• WORK ORDER: Reproduce the part of the publication list below between "To what extent" and "high-level semantic knowledge.", inclusive, without changing a word.
[[ QUOTED PASSAGE open ]]
Yifan Jiang


2024

pdf
SemEval-2024 Task 9: BRAINTEASER: A Novel Task Defying Common Sense
Yifan Jiang | Filip Ilievski | Kaixin Ma
Proceedings of the 18th International Workshop on Semantic Evaluation (SemEval-2024)

While vertical thinking relies on logical and commonsense reasoning, lateral thinking requires systems to defy commonsense associations and overwrite them through unconventional thinking. Lateral thinking has been shown to be challenging for current models but has received little attention. A recent benchmark, BRAINTEASER, aims to evaluate current models’ lateral thinking ability in a zero-shot setting. In this paper, we split the original benchmark to also support fine-tuning setting and present SemEval Task 9, BRAINTEASER(S), the first task at this competition designed to test the system’s reasoning and lateral thinking ability. As a popular task, BRAINTEASER(S)’s two subtasks receive 483 team submissions from 182 participants during the competition. This paper provides a fine-grained system analysis of the competition results, together with a reflection on what this means for the ability of the systems to reason laterally.We hope that the BRAINTEASER(S) subtasks and findings in this paper can stimulate future work on lateral thinking and robust reasoning by computational models

2023

pdf
BRAINTEASER: Lateral Thinking Puzzles for Large Language Models
Yifan Jiang | Filip Ilievski | Kaixin Ma | Zhivar Sourati
Proceedings of the 2023 Conference on Empirical Methods in Natural Language Processing

The success of language models has inspired the NLP community to attend to tasks that require implicit and complex reasoning, relying on human-like commonsense mechanisms. While such vertical thinking tasks have been relatively popular, lateral thinking puzzles have received little attention. To bridge this gap, we devise BrainTeaser: a multiple-choice Question Answering task designed to test the model’s ability to exhibit lateral thinking and defy default commonsense associations. We design a three-step procedure for creating the first lateral thinking benchmark, consisting of data collection, distractor generation, and generation of adversarial examples, leading to 1,100 puzzles with high-quality annotations. To assess the consistency of lateral reasoning by models, we enrich BrainTeaser based on a semantic and contextual reconstruction of its questions. Our experiments with state-of-the-art instruction- and commonsense language models reveal a significant gap between human and model performance, which is further widened when consistency across adversarial formats is considered. We make all of our code and data available to stimulate work on developing and evaluating lateral thinking models.

2022

pdf
Testing Pre-trained Language Models’ Understanding of Distributivity via Causal Mediation Analysis
Pangbo Ban | Yifan Jiang | Tianran Liu | Shane Steinert-Threlkeld
Proceedings of the Fifth BlackboxNLP Workshop on Analyzing and Interpreting Neural Networks for NLP

To what extent do pre-trained language models grasp semantic knowledge regarding the phenomenon of distributivity? In this paper, we introduce DistNLI, a new diagnostic dataset for natural language inference that targets the semantic difference arising from distributivity, and employ the causal mediation analysis framework to quantify the model behavior and explore the underlying mechanism in this semantically-related task. We find that the extent of models’ understanding is associated with model size and vocabulary size. We also provide insights into how models encode such high-level semantic knowledge.
[[ QUOTED PASSAGE closed ]]
[[ DATA PROVIDED open ]]
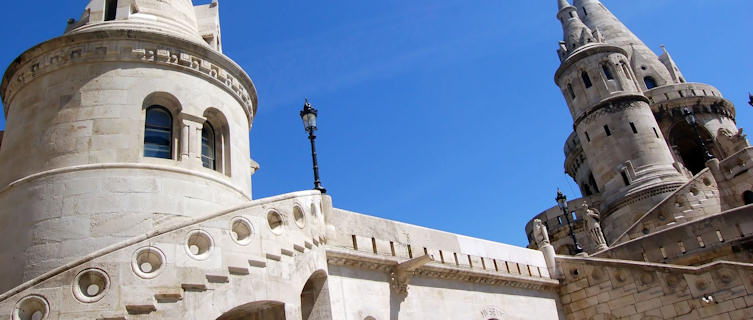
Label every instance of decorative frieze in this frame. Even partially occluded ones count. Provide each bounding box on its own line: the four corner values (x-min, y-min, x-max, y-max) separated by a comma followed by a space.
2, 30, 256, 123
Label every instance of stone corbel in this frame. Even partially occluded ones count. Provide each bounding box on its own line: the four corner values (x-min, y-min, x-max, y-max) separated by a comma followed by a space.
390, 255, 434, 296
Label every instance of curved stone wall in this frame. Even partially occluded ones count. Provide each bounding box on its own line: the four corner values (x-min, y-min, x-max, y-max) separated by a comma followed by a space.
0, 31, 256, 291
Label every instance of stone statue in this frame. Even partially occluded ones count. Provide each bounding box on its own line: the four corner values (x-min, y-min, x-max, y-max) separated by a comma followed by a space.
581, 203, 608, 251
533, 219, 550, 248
[[ DATA PROVIDED closed ]]
[[ DATA PROVIDED open ]]
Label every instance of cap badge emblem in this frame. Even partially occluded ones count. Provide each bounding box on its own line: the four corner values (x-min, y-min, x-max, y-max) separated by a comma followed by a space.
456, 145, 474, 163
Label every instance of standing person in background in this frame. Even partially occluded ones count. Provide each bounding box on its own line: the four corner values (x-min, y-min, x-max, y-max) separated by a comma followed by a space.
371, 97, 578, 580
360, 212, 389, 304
[[ DATA PROVIDED closed ]]
[[ DATA PROVIDED open ]]
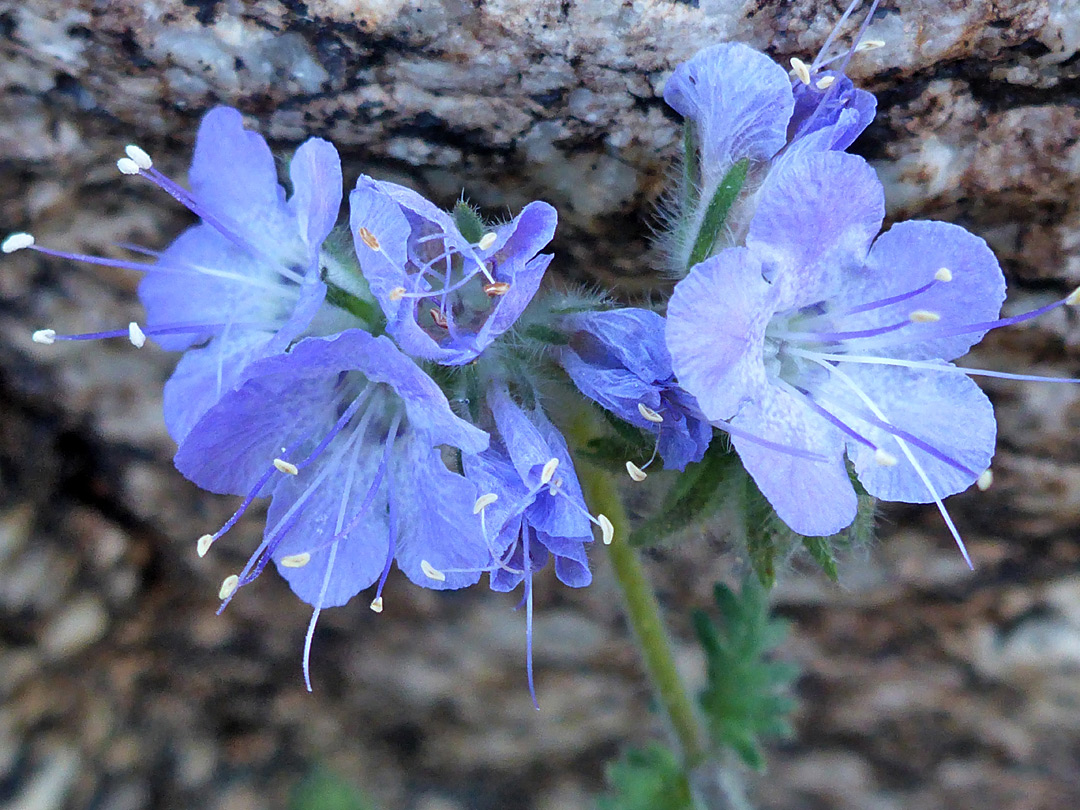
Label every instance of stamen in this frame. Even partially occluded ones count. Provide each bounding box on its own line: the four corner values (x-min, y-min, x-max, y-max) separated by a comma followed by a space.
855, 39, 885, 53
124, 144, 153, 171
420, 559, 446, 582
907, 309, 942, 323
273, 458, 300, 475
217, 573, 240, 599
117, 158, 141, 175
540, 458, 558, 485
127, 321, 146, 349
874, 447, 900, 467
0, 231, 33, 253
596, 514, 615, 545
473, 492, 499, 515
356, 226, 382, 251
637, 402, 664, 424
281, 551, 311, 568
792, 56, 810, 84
[[ DATA PROVIDED closed ]]
• RESULT OF THE EXERCISE:
To what extent do pre-trained language models grasp semantic knowledge regarding the phenomenon of distributivity? In this paper, we introduce DistNLI, a new diagnostic dataset for natural language inference that targets the semantic difference arising from distributivity, and employ the causal mediation analysis framework to quantify the model behavior and explore the underlying mechanism in this semantically-related task. We find that the extent of models’ understanding is associated with model size and vocabulary size. We also provide insights into how models encode such high-level semantic knowledge.